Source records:
-- Opening Marker --

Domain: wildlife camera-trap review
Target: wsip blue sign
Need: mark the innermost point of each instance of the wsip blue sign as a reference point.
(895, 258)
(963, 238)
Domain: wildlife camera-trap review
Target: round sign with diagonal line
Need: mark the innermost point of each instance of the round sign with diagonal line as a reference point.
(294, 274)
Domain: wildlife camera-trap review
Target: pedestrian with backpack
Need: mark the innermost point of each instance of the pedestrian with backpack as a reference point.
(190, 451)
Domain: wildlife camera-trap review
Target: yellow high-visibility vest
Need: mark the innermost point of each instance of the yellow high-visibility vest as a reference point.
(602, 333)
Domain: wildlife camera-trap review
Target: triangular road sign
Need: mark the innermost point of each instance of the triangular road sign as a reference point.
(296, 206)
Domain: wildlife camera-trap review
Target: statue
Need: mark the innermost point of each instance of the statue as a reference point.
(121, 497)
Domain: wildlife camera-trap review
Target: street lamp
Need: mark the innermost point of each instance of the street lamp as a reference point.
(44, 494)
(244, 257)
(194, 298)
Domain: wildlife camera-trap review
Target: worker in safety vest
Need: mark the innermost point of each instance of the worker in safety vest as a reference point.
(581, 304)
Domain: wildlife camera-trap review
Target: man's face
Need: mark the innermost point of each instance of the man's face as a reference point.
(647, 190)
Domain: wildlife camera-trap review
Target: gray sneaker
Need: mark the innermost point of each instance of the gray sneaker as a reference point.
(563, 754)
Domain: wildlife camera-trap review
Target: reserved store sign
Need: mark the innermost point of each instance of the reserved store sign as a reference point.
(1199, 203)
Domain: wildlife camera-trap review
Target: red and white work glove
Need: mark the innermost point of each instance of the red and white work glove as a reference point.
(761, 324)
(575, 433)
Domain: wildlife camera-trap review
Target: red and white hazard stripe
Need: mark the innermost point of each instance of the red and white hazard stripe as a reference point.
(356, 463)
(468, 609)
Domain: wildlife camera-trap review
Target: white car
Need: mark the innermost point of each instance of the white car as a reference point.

-- Closing Marker --

● **WHAT IS NEEDED**: Please set down, with no changes, the line that contains "Need: mark the innermost point of each instance of the man's" and all the lines after it until the entries end; write nothing besides them.

● **RESPONSE TO THIS EXERCISE**:
Need: mark the innermost point of each instance of the man's face as a reference point.
(647, 190)
Domain: wildlife camera-trap review
Target: gray sneaker
Need: mark the innermost point of each instance of the gray sneaker as a reference point.
(563, 754)
Domain: wildlife camera-trap review
Target: reserved store sign
Need: mark the innermost point of each instance of the reserved store sign as a reference point.
(1199, 203)
Domain: wildlife camera-trap review
Target: red and white work glove
Need: mark the innermost point of each instance of the red and white work glove as a reference point.
(761, 324)
(575, 433)
Domain: wildlife camera-trap review
Target: red and white hazard stripe
Need: mark the innermost point of each instance of the red and white hazard stripe as a reference point.
(356, 463)
(468, 609)
Domain: wildlife camera-trap review
Target: white car
Need: mark the innermost point of each instance of the white car as a reference point.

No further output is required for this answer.